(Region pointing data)
********************

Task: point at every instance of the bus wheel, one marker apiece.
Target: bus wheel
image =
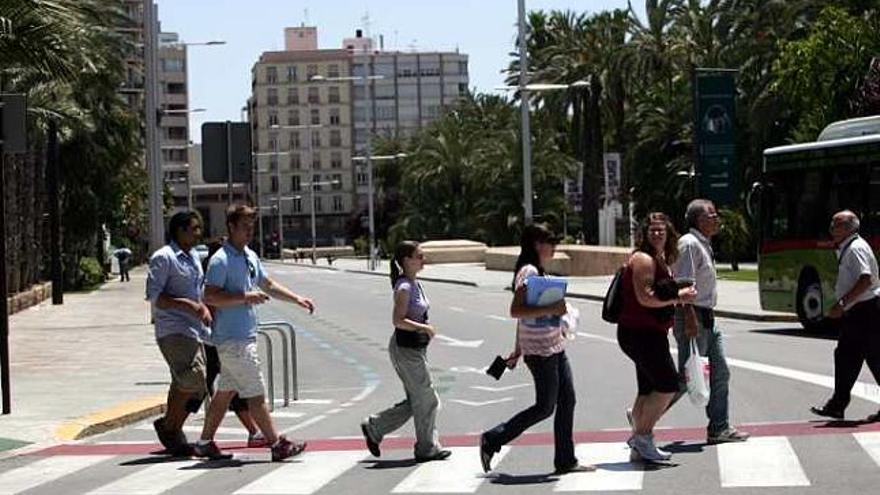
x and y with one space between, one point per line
809 302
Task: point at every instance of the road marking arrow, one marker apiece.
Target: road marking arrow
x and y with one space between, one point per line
481 404
499 389
472 344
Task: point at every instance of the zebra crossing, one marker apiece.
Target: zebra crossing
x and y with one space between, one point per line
761 463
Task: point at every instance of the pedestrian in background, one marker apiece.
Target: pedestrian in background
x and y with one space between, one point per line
408 349
543 349
696 263
175 289
235 284
857 312
649 295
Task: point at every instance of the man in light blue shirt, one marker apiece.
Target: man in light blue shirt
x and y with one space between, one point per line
696 265
235 284
175 289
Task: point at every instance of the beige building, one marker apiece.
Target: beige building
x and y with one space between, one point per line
311 128
301 131
174 119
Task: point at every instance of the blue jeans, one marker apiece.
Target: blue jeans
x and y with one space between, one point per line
710 343
554 389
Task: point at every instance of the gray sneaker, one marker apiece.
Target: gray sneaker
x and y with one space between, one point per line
729 435
645 448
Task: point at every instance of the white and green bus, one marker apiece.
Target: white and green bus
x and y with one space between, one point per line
801 187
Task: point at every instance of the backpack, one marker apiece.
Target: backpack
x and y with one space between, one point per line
612 305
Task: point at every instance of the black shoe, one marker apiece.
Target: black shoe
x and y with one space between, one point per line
372 446
210 451
485 454
827 412
168 440
436 456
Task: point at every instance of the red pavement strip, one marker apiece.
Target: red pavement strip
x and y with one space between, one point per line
595 436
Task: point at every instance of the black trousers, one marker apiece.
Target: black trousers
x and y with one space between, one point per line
554 389
858 342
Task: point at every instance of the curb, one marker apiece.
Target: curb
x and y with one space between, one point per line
720 313
114 417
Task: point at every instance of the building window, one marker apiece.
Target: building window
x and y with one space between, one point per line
335 138
172 65
175 88
333 94
293 117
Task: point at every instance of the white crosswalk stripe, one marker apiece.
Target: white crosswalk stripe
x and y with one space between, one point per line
614 472
871 443
458 474
760 462
305 475
45 471
153 480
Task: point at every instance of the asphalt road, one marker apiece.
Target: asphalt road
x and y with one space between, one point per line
344 374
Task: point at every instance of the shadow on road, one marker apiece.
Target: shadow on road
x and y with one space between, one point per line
824 334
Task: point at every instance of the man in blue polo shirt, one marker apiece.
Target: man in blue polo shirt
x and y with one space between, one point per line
235 284
174 287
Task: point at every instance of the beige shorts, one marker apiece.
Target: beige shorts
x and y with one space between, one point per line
186 360
240 369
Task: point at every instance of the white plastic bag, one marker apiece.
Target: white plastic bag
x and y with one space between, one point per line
696 376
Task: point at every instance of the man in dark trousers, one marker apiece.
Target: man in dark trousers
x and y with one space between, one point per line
857 312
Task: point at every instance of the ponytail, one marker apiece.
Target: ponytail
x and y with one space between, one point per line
405 249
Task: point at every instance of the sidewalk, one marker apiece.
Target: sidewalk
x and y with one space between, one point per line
83 367
737 300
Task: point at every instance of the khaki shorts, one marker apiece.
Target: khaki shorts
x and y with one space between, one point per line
240 369
186 360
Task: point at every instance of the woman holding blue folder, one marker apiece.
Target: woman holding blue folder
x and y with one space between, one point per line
542 345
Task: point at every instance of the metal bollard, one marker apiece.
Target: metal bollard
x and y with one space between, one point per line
293 354
271 381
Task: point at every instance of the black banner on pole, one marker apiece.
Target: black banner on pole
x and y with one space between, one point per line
715 123
215 152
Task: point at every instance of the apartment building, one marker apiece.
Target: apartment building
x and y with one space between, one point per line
310 112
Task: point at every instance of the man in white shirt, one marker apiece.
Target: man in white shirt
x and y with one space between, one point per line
858 311
696 264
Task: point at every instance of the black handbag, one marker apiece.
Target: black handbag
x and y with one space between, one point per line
612 305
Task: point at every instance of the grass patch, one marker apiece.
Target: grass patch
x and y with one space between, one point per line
738 276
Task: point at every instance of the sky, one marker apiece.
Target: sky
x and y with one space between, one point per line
219 76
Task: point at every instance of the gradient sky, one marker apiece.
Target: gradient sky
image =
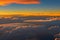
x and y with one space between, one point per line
32 7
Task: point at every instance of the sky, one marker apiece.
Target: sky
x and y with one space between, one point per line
30 7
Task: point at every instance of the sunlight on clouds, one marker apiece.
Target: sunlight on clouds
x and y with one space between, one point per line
5 2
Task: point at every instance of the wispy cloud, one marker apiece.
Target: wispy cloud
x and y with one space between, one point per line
5 2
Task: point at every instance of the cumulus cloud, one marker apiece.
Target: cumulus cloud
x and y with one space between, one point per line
5 2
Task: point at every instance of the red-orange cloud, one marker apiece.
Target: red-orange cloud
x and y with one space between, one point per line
5 2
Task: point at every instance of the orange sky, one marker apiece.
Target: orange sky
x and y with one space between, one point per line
5 2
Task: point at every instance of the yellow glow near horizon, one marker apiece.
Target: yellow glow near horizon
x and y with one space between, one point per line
21 13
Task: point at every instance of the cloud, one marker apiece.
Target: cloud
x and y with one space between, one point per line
5 2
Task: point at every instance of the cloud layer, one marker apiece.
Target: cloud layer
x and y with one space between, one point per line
5 2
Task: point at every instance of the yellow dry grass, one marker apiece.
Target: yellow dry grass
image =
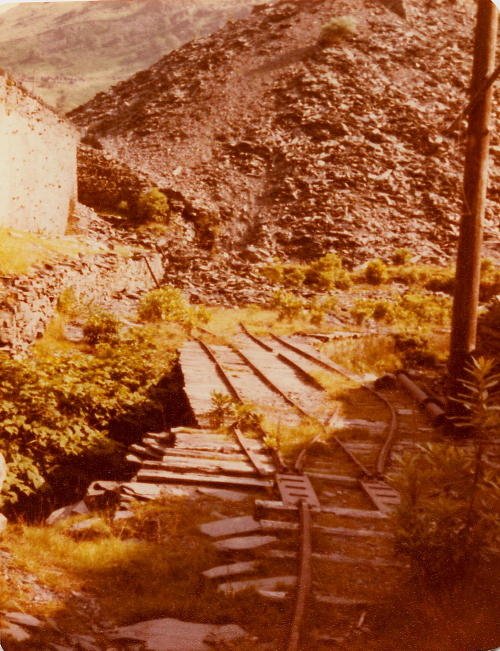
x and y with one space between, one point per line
21 251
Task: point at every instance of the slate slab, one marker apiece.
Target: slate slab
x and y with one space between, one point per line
230 526
223 494
224 571
175 635
244 542
269 583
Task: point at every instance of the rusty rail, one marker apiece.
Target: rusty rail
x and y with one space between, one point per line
384 453
304 579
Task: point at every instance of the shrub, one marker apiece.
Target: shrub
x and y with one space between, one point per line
287 305
123 207
448 520
415 350
337 29
412 310
101 327
401 256
153 206
326 273
164 304
294 275
319 308
55 409
68 302
273 273
376 272
247 418
223 408
169 304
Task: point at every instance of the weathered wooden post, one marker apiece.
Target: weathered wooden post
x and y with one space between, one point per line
468 265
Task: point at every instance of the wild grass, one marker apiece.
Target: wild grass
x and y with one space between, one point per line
289 440
374 354
145 567
21 251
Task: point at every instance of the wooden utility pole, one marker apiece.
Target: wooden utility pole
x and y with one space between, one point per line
468 266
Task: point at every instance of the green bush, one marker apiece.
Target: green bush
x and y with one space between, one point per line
123 207
164 304
101 327
55 409
438 530
294 275
319 308
376 272
413 310
153 206
326 273
337 29
68 303
223 408
448 519
401 256
273 273
169 304
289 306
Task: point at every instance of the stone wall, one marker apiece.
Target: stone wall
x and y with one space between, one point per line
27 303
38 181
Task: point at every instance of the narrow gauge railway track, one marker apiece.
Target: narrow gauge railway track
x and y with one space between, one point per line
343 528
286 369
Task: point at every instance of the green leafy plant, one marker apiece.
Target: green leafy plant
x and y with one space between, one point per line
401 256
59 408
337 29
153 206
448 520
68 302
223 408
376 272
326 273
289 306
101 327
169 304
247 417
318 309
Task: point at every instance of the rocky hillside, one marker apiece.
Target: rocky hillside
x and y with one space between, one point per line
67 52
298 146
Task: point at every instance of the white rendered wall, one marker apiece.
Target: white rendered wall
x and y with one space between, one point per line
37 163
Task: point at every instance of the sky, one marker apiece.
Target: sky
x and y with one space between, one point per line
6 4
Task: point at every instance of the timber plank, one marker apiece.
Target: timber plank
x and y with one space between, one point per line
164 476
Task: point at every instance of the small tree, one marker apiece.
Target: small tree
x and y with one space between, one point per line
153 206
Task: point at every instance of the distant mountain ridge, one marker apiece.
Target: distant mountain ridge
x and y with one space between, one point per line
298 147
67 52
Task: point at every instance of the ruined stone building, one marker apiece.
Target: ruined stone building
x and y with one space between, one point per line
38 178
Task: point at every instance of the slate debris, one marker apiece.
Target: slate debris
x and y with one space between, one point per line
295 149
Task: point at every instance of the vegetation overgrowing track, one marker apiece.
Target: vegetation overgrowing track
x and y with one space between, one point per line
281 374
334 483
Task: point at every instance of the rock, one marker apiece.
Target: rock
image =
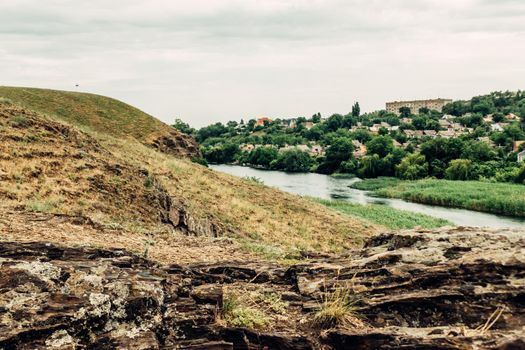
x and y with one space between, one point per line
442 289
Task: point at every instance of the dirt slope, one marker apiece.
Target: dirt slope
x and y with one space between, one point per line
103 115
120 183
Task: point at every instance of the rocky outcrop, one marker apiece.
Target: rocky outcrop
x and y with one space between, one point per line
447 289
177 144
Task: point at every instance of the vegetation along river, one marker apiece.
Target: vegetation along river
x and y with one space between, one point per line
328 187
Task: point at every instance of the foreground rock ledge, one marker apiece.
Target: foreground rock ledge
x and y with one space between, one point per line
445 289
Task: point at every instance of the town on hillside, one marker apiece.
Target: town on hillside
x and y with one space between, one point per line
482 138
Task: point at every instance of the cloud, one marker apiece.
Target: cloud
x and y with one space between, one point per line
209 60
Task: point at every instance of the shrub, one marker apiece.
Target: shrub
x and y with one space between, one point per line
238 315
337 310
200 160
412 167
460 169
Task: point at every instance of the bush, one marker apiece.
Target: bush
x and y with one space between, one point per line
520 177
293 160
412 167
200 160
460 169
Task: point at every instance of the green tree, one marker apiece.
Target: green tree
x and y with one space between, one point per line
405 112
183 127
370 166
293 160
356 110
412 167
460 169
380 145
334 122
263 156
339 151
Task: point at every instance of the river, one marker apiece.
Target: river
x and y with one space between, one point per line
328 187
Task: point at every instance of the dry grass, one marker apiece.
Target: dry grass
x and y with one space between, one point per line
337 309
98 113
257 307
263 218
51 167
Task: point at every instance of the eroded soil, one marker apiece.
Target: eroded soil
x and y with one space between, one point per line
446 289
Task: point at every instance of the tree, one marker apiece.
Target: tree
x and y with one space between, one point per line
183 127
293 160
424 110
478 151
356 110
370 166
339 151
405 112
412 167
460 169
380 145
334 122
420 123
520 178
362 135
262 156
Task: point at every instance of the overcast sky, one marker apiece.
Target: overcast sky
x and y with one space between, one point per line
220 60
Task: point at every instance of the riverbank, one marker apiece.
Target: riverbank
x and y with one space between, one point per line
385 216
497 198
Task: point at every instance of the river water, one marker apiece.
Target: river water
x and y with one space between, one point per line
328 187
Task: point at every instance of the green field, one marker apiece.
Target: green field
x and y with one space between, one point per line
498 198
385 216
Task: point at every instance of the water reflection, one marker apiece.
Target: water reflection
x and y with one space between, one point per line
328 187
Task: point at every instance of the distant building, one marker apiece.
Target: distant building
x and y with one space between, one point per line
512 116
359 149
247 147
308 125
521 156
260 121
435 104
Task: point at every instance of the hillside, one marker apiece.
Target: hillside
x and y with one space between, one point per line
117 182
104 115
108 243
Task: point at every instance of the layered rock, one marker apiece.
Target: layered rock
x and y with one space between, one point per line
447 289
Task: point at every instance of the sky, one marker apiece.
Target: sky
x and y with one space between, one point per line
217 60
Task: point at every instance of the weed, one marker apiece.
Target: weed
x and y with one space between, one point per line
46 206
386 216
238 315
147 245
254 179
20 121
149 182
337 310
497 198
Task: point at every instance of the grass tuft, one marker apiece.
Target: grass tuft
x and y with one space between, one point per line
239 315
337 310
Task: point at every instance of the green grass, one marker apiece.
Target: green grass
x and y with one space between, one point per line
497 198
385 216
98 113
375 184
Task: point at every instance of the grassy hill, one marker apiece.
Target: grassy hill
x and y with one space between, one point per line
119 182
100 114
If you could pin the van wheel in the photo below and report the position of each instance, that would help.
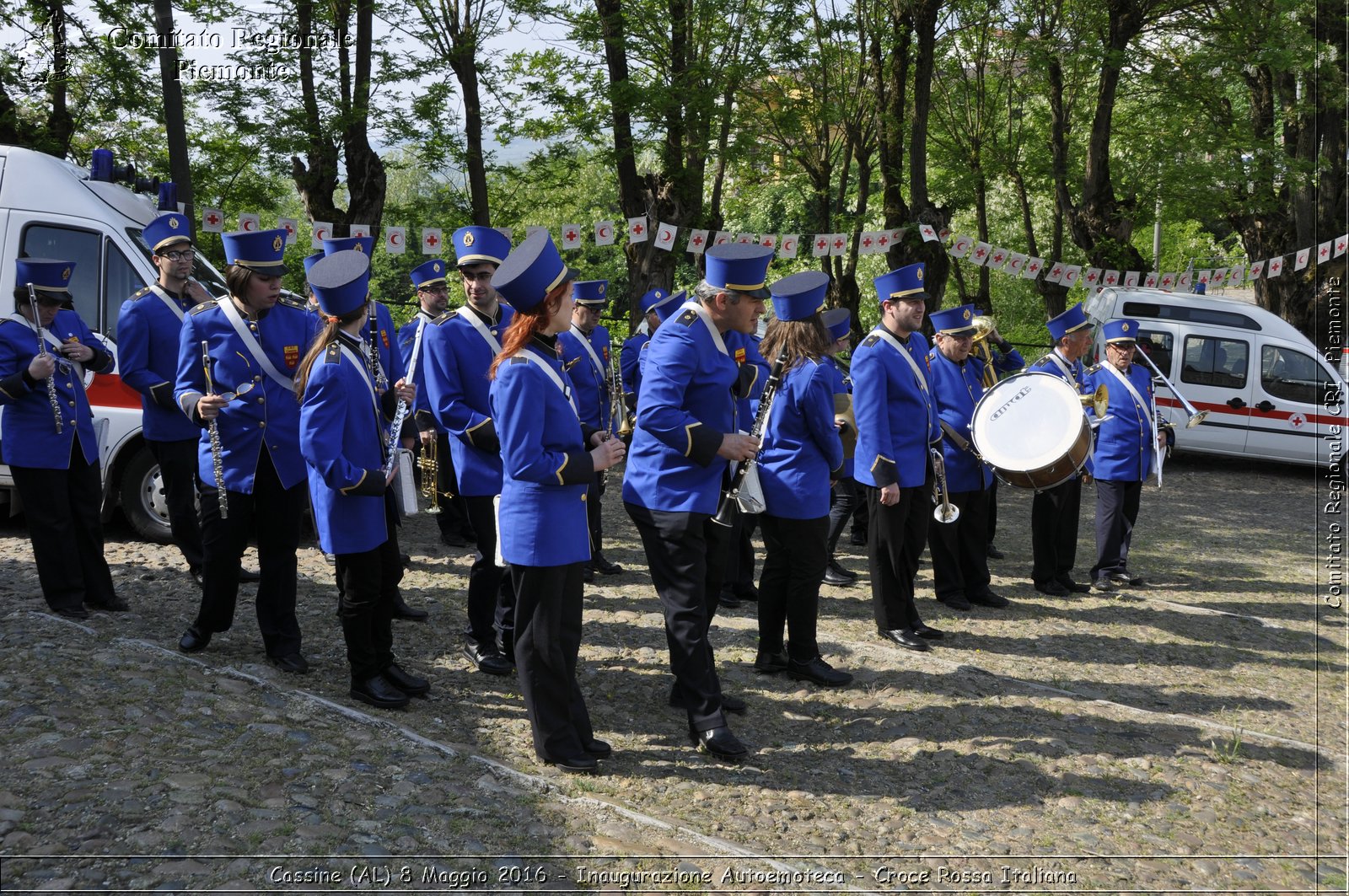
(143, 498)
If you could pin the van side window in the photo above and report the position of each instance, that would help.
(71, 244)
(1214, 362)
(121, 281)
(1293, 375)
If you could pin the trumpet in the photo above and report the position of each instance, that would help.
(944, 510)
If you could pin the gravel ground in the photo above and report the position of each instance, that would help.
(1184, 736)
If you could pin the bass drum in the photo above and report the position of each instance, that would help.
(1032, 431)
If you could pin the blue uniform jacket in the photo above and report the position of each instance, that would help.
(840, 385)
(591, 386)
(958, 388)
(802, 448)
(148, 361)
(454, 374)
(546, 466)
(341, 435)
(1078, 379)
(1124, 449)
(29, 433)
(265, 417)
(687, 405)
(896, 420)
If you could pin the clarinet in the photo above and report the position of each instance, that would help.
(401, 410)
(218, 462)
(42, 352)
(728, 507)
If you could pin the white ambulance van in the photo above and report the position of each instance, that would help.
(1268, 392)
(51, 208)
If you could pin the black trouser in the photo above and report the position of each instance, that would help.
(492, 595)
(894, 543)
(273, 513)
(179, 471)
(454, 514)
(795, 555)
(67, 532)
(1117, 510)
(548, 640)
(593, 513)
(368, 587)
(1054, 532)
(843, 502)
(961, 548)
(687, 556)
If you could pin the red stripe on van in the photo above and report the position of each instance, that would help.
(108, 390)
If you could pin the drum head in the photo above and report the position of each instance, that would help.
(1027, 421)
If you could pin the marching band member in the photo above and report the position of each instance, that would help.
(546, 473)
(584, 350)
(1126, 453)
(254, 341)
(961, 548)
(845, 496)
(56, 473)
(685, 431)
(148, 361)
(432, 301)
(343, 440)
(802, 455)
(1054, 512)
(897, 428)
(456, 354)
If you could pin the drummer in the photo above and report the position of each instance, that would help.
(959, 548)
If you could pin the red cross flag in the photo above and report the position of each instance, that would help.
(290, 226)
(321, 231)
(665, 236)
(213, 222)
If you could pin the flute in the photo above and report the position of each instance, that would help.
(42, 352)
(218, 462)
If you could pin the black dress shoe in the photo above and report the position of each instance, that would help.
(907, 639)
(598, 748)
(404, 612)
(193, 641)
(719, 743)
(292, 663)
(381, 693)
(769, 663)
(487, 660)
(989, 599)
(818, 671)
(928, 633)
(604, 566)
(409, 684)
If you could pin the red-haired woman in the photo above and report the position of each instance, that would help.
(543, 529)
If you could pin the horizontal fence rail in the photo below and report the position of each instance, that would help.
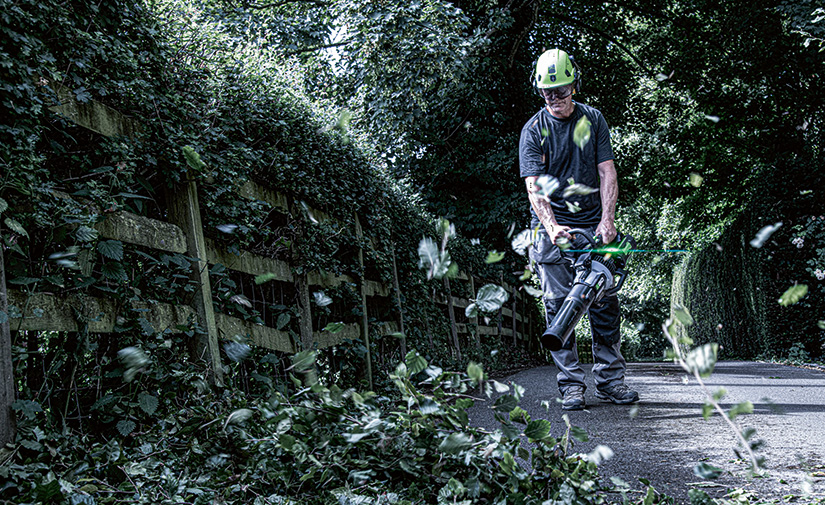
(183, 234)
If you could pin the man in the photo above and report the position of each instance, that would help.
(547, 147)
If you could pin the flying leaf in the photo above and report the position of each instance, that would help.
(86, 234)
(599, 454)
(15, 227)
(193, 159)
(533, 291)
(793, 294)
(260, 279)
(227, 228)
(148, 403)
(764, 234)
(236, 351)
(578, 189)
(745, 407)
(581, 133)
(490, 298)
(238, 416)
(241, 300)
(522, 241)
(455, 443)
(702, 359)
(112, 249)
(125, 427)
(538, 429)
(475, 372)
(682, 315)
(706, 471)
(494, 257)
(572, 207)
(333, 327)
(321, 299)
(415, 362)
(546, 184)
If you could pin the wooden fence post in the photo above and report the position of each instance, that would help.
(365, 329)
(397, 287)
(7, 385)
(515, 316)
(474, 319)
(184, 211)
(451, 312)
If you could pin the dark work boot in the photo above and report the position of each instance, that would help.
(573, 398)
(619, 394)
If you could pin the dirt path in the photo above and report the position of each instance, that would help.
(666, 435)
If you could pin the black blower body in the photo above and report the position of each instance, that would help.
(599, 272)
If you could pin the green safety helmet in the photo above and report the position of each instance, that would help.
(555, 68)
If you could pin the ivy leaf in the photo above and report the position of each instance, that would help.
(706, 471)
(114, 270)
(112, 249)
(193, 159)
(455, 443)
(321, 299)
(148, 403)
(15, 227)
(27, 407)
(125, 427)
(581, 133)
(415, 362)
(793, 294)
(537, 429)
(702, 359)
(494, 257)
(764, 234)
(283, 320)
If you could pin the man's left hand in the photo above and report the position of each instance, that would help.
(607, 230)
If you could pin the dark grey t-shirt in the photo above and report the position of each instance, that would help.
(547, 147)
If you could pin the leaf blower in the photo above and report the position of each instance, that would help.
(599, 272)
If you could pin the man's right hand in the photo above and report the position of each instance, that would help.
(556, 231)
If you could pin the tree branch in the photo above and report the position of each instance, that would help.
(317, 48)
(257, 6)
(602, 34)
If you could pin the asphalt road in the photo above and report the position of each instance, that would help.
(665, 436)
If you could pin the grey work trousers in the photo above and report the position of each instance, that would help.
(556, 273)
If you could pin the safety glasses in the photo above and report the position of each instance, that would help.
(557, 93)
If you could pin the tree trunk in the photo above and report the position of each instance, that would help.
(7, 389)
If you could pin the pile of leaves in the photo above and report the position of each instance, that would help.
(309, 443)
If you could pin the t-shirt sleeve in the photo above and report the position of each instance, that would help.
(531, 161)
(604, 151)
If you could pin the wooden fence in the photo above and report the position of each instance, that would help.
(183, 233)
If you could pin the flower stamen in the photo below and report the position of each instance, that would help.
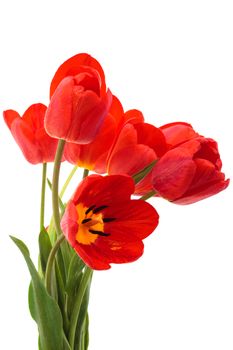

********************

TASK PROMPT -> Search the entries for the word "orange". Copy every line where it occurs.

EXERCISE SOLUTION ->
Task: point at every instance of the red-orange cloud, one marker apiece.
Target: red-orange cloud
Task: point at every instance of the orange sky, one marker apiece.
Target: orange sky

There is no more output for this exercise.